— START OF Data for processing —

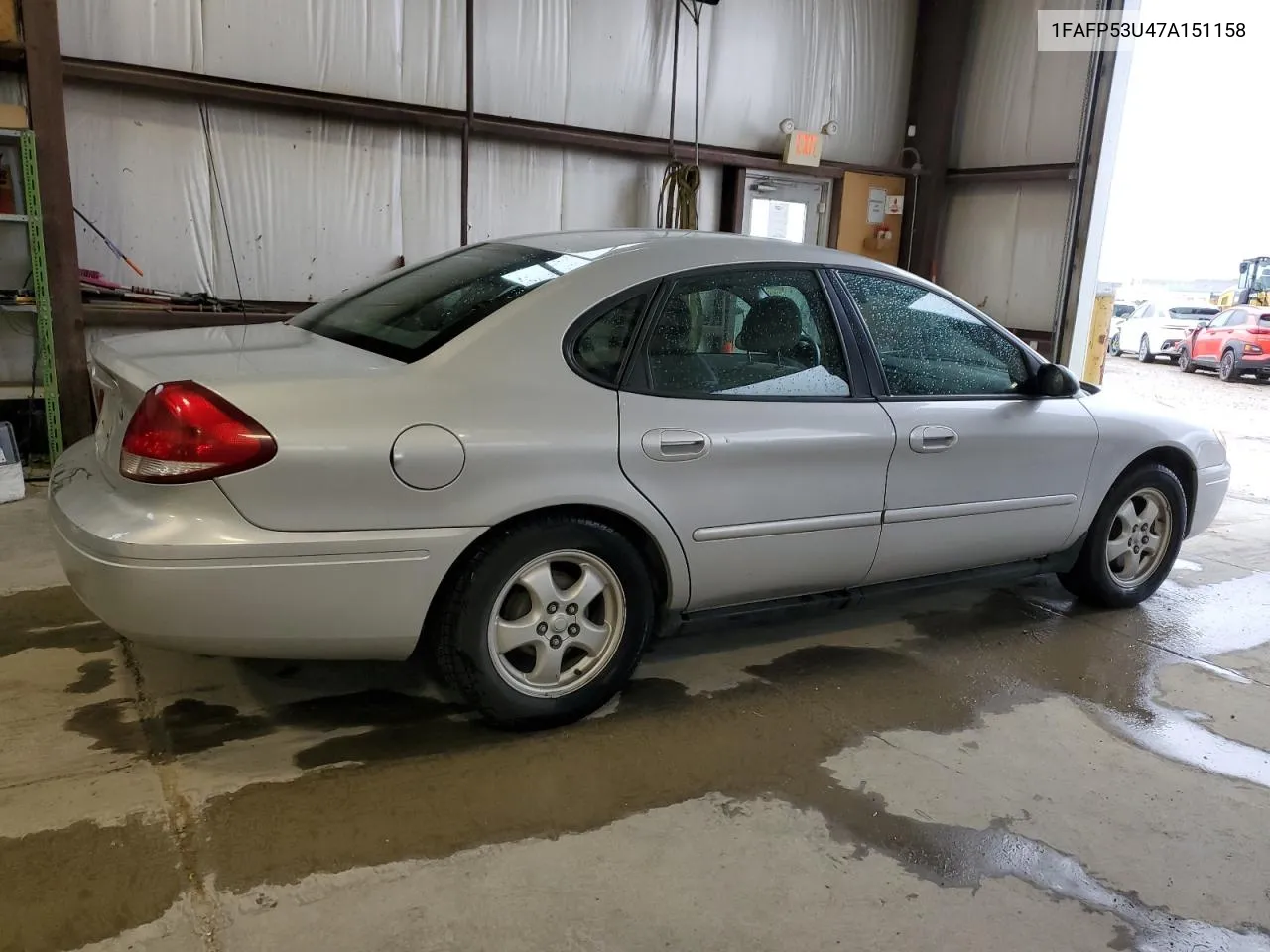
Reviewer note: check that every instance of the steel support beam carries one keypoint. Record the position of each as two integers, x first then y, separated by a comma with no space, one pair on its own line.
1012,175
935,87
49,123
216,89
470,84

— END OF Data for processing —
— START OF Data for processing —

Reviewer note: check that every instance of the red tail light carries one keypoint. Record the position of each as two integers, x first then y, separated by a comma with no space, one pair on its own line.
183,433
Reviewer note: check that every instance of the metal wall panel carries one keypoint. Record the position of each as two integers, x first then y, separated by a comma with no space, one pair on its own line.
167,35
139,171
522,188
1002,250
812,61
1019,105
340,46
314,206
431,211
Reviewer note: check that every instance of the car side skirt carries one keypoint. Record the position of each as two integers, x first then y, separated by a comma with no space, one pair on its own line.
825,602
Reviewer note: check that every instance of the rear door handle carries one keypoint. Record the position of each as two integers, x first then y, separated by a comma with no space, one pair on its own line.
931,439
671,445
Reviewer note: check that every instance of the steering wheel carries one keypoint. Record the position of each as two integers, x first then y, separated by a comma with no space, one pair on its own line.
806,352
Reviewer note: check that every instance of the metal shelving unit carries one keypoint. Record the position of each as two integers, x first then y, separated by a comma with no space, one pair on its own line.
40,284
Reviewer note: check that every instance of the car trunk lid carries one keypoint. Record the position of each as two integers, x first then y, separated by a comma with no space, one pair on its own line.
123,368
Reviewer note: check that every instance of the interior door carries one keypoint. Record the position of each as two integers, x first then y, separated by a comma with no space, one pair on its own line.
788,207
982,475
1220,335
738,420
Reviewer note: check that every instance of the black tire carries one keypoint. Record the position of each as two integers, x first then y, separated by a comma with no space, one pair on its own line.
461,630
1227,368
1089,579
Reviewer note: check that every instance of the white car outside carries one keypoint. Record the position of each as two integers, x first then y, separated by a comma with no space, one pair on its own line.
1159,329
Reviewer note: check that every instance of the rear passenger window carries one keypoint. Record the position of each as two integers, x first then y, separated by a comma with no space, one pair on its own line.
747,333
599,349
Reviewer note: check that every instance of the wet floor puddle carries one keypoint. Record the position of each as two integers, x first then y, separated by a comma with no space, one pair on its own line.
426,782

— END OF Data for processing —

* [Directions for this task]
Collect every line of the material above that contains the string "handle", copying each one in full.

* [Written answer]
Reviewer note: check that every instance of the rear door handle carries one keypoint. Record the position of each as two integers, x first then y, separated by a comma with no space, one pair on its own line.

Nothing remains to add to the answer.